GOAL: Can you turn all the entries below into a Markdown table with the columns "Row" and "Line", giving each line its row number and leaving out blank lines?

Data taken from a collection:
⁂
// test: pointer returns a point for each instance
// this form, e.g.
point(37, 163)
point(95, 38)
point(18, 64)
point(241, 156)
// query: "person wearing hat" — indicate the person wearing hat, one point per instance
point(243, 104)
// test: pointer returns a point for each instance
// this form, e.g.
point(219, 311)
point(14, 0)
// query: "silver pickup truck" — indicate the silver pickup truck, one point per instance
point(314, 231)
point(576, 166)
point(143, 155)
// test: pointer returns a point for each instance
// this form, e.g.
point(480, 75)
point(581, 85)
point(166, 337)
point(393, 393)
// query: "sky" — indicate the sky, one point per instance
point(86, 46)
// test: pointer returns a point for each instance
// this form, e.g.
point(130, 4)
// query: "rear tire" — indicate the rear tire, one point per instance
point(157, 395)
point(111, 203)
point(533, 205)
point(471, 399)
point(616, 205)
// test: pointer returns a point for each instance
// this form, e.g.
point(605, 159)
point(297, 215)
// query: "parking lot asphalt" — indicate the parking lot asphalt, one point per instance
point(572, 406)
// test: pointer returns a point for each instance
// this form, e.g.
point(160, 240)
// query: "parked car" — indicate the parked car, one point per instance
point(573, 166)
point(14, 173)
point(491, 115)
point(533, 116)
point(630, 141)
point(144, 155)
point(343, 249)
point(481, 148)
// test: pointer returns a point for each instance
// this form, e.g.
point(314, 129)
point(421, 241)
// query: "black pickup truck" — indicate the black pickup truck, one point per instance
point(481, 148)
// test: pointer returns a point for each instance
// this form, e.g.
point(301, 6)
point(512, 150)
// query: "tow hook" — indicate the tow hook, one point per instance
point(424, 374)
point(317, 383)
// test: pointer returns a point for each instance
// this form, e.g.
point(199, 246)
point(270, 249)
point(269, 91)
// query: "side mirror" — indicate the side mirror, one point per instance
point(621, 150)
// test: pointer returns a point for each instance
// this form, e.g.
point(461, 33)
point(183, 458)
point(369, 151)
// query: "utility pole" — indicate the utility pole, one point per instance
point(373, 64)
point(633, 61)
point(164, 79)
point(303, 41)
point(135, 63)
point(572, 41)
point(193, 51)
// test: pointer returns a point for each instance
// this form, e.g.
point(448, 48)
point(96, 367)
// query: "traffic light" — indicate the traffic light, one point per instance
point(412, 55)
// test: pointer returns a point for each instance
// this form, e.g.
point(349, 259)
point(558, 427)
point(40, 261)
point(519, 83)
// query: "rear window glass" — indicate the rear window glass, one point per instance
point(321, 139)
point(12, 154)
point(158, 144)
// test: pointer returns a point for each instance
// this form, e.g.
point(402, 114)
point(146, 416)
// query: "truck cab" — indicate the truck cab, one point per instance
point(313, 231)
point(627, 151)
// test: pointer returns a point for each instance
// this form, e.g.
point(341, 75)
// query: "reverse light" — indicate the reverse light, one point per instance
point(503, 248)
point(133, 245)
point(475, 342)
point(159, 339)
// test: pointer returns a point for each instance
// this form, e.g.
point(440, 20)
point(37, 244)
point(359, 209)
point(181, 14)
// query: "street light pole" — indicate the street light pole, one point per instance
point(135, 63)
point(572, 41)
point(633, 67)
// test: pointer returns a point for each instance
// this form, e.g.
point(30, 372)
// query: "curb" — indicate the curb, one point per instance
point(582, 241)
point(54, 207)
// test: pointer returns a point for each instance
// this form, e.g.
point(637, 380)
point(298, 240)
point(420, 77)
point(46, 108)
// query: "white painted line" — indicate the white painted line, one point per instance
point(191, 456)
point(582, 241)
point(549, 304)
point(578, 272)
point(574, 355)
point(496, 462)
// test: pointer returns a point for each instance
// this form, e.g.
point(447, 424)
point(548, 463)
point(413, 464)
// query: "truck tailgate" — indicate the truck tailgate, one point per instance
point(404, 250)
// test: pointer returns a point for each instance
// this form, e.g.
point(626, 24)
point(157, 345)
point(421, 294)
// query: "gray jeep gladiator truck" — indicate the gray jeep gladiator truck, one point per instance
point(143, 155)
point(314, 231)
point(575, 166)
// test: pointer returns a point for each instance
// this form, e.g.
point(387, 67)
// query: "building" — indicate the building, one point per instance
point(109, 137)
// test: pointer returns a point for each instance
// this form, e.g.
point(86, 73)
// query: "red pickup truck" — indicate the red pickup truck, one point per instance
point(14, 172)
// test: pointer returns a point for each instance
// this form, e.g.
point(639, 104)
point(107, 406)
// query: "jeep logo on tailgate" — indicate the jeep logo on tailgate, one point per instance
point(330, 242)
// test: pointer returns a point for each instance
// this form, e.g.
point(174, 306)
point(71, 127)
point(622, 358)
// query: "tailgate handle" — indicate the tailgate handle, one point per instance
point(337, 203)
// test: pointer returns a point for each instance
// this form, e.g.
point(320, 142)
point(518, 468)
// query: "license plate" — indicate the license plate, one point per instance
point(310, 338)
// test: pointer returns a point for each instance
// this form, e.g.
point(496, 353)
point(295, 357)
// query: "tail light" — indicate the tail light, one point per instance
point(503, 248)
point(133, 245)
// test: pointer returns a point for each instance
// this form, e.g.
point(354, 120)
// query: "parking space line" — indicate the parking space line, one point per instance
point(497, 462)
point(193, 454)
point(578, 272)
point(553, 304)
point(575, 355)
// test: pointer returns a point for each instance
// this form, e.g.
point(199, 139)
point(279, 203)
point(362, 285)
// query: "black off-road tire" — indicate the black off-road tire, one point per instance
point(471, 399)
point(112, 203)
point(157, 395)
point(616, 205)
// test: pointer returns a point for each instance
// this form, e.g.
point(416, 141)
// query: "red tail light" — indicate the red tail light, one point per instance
⁂
EXERCISE ANSWER:
| Row | Line |
|---|---|
| 1 | // test: pointer returns a point for each instance |
| 2 | // this form, e.g. |
| 3 | point(37, 163) |
| 4 | point(95, 38) |
| 5 | point(18, 64) |
| 6 | point(241, 156) |
| 7 | // query: "person wearing hat" — indicate the person wearing hat, one point per instance |
| 8 | point(243, 104) |
| 9 | // test: pointer returns a point for each instance |
| 10 | // this form, e.g. |
| 11 | point(219, 311) |
| 12 | point(14, 0) |
| 13 | // query: "silver pickup truck" — indicate the silver pickup truck, one point per instance |
| 14 | point(314, 231) |
| 15 | point(576, 166) |
| 16 | point(143, 155) |
| 17 | // test: pointer returns a point for each instance |
| 18 | // this form, e.g. |
| 19 | point(480, 75) |
| 20 | point(581, 85) |
| 21 | point(166, 337) |
| 22 | point(393, 393) |
| 23 | // query: "sky" — indicate the sky, one point per instance |
| 24 | point(86, 46) |
| 25 | // test: pointer returns a point for each instance |
| 26 | // this form, e.g. |
| 27 | point(130, 4) |
| 28 | // query: "rear tire" — indicate the rear tire, one point per instance |
| 29 | point(157, 395) |
| 30 | point(111, 203) |
| 31 | point(533, 205) |
| 32 | point(471, 399) |
| 33 | point(616, 205) |
| 34 | // test: pointer returns a point for each instance |
| 35 | // this form, e.g. |
| 36 | point(605, 159) |
| 37 | point(297, 215) |
| 38 | // query: "parking lot asphalt" — indicate the parking lot asphalt, one point per instance |
| 39 | point(572, 406) |
| 40 | // test: pointer returns a point for each instance |
| 41 | // this form, e.g. |
| 42 | point(160, 240) |
| 43 | // query: "parked car" — indicate the parked car, one point per instance |
| 44 | point(573, 166) |
| 45 | point(14, 173) |
| 46 | point(491, 115) |
| 47 | point(533, 116) |
| 48 | point(630, 141) |
| 49 | point(144, 155) |
| 50 | point(343, 249) |
| 51 | point(481, 148) |
| 52 | // test: pointer returns a point for each instance |
| 53 | // this form, e.g. |
| 54 | point(314, 129) |
| 55 | point(421, 241) |
| 56 | // query: "black pickup truck" — indicate the black pickup truck, one point per instance |
| 57 | point(481, 148) |
| 58 | // test: pointer returns a point for each instance |
| 59 | // this form, e.g. |
| 60 | point(301, 6) |
| 61 | point(512, 150) |
| 62 | // query: "tow hook" — indicate the tow hook, one point per instance |
| 63 | point(424, 374) |
| 64 | point(317, 383) |
| 65 | // test: pointer returns a point for each instance |
| 66 | // this form, e.g. |
| 67 | point(199, 246) |
| 68 | point(270, 249) |
| 69 | point(269, 91) |
| 70 | // query: "side mirror" — indicate the side mirror, one point per instance |
| 71 | point(621, 150) |
| 72 | // test: pointer returns a point for each instance |
| 73 | // this form, e.g. |
| 74 | point(461, 33) |
| 75 | point(183, 458) |
| 76 | point(369, 151) |
| 77 | // query: "utility pole" — indicate the utility pole, one point per instance |
| 78 | point(373, 64) |
| 79 | point(633, 61) |
| 80 | point(164, 79) |
| 81 | point(303, 41) |
| 82 | point(135, 63) |
| 83 | point(572, 41) |
| 84 | point(193, 51) |
| 85 | // test: pointer returns a point for each instance |
| 86 | // this form, e.g. |
| 87 | point(448, 48) |
| 88 | point(96, 367) |
| 89 | // query: "traffic light" — indicate the traffic light, one point per instance |
| 90 | point(412, 55) |
| 91 | // test: pointer returns a point for each instance |
| 92 | // this form, e.g. |
| 93 | point(349, 259) |
| 94 | point(558, 427) |
| 95 | point(40, 261) |
| 96 | point(519, 83) |
| 97 | // query: "rear window glass" — indicate the rear window glass, one point per instance |
| 98 | point(321, 139) |
| 99 | point(12, 154) |
| 100 | point(158, 144) |
| 101 | // test: pointer returns a point for each instance |
| 102 | // this form, e.g. |
| 103 | point(402, 114) |
| 104 | point(146, 416) |
| 105 | // query: "truck cab" — indicate the truck cab, one point per instance |
| 106 | point(313, 231) |
| 107 | point(627, 151) |
| 108 | // test: pointer returns a point for each instance |
| 109 | // this form, e.g. |
| 110 | point(341, 75) |
| 111 | // query: "reverse light" — indicate the reverse light, one point per instance |
| 112 | point(503, 248) |
| 113 | point(133, 245) |
| 114 | point(475, 342) |
| 115 | point(159, 339) |
| 116 | // test: pointer returns a point for each instance |
| 117 | // this form, e.g. |
| 118 | point(440, 20) |
| 119 | point(37, 244) |
| 120 | point(359, 209) |
| 121 | point(181, 14) |
| 122 | // query: "street light pole" — indicate the street light pole, one point per instance |
| 123 | point(135, 63) |
| 124 | point(572, 41) |
| 125 | point(633, 67) |
| 126 | // test: pointer returns a point for each instance |
| 127 | // this form, e.g. |
| 128 | point(30, 372) |
| 129 | // query: "curb" — indicate the curb, one point per instance |
| 130 | point(582, 241) |
| 131 | point(54, 207) |
| 132 | // test: pointer returns a point for each instance |
| 133 | // this form, e.g. |
| 134 | point(637, 380) |
| 135 | point(298, 240) |
| 136 | point(420, 77) |
| 137 | point(46, 108) |
| 138 | // query: "white painted line" — indicate the white painted line, one point per instance |
| 139 | point(191, 456) |
| 140 | point(582, 241) |
| 141 | point(549, 304) |
| 142 | point(578, 272) |
| 143 | point(574, 355) |
| 144 | point(496, 462) |
| 145 | // test: pointer returns a point for each instance |
| 146 | // this form, e.g. |
| 147 | point(447, 424) |
| 148 | point(548, 463) |
| 149 | point(413, 464) |
| 150 | // query: "truck tailgate" — indicate the truck tailgate, one point per instance |
| 151 | point(404, 250) |
| 152 | // test: pointer returns a point for each instance |
| 153 | // this form, e.g. |
| 154 | point(626, 24) |
| 155 | point(157, 345) |
| 156 | point(421, 294) |
| 157 | // query: "gray jeep gladiator truck" — indicate the gray jeep gladiator truck, one point per instance |
| 158 | point(143, 155) |
| 159 | point(314, 231) |
| 160 | point(575, 166) |
| 161 | // test: pointer returns a point for each instance |
| 162 | // this form, e.g. |
| 163 | point(387, 67) |
| 164 | // query: "building" — indicate the building, one point per instance |
| 165 | point(109, 137) |
| 166 | // test: pointer returns a point for each instance |
| 167 | // this form, e.g. |
| 168 | point(86, 73) |
| 169 | // query: "red pickup truck" — indicate the red pickup truck, one point per instance |
| 170 | point(14, 172) |
| 171 | // test: pointer returns a point for each instance |
| 172 | // this form, e.g. |
| 173 | point(639, 104) |
| 174 | point(107, 406) |
| 175 | // query: "jeep logo on tailgate" — indicate the jeep logo on tailgate, one point per instance |
| 176 | point(330, 242) |
| 177 | // test: pointer returns a point for each instance |
| 178 | // this form, e.g. |
| 179 | point(174, 306) |
| 180 | point(71, 127) |
| 181 | point(622, 358) |
| 182 | // query: "tailgate handle" — indicate the tailgate handle, one point per instance |
| 183 | point(337, 203) |
| 184 | // test: pointer returns a point for each instance |
| 185 | // this form, e.g. |
| 186 | point(320, 142) |
| 187 | point(518, 468) |
| 188 | // query: "license plate" — indicate the license plate, one point per instance |
| 189 | point(310, 338) |
| 190 | // test: pointer returns a point for each instance |
| 191 | // this form, e.g. |
| 192 | point(496, 353) |
| 193 | point(295, 357) |
| 194 | // query: "tail light" — indicate the tail light, one point per instance |
| 195 | point(503, 248) |
| 196 | point(133, 245) |
| 197 | // test: pointer returns a point for each instance |
| 198 | // this form, e.g. |
| 199 | point(354, 120) |
| 200 | // query: "parking space line" — indicate the parking space line, one point per instance |
| 201 | point(497, 462) |
| 202 | point(193, 454) |
| 203 | point(578, 272) |
| 204 | point(553, 304) |
| 205 | point(575, 355) |
| 206 | // test: pointer returns a point for each instance |
| 207 | // this form, e.g. |
| 208 | point(199, 139) |
| 209 | point(279, 203) |
| 210 | point(362, 285) |
| 211 | // query: "black off-road tire" — indicate the black off-road tire, one point per instance |
| 212 | point(471, 399) |
| 213 | point(112, 203) |
| 214 | point(157, 395) |
| 215 | point(616, 205) |
| 216 | // test: pointer returns a point for each instance |
| 217 | // this form, e.g. |
| 218 | point(416, 141) |
| 219 | // query: "red tail light" — indicate the red tail light, one point per instance |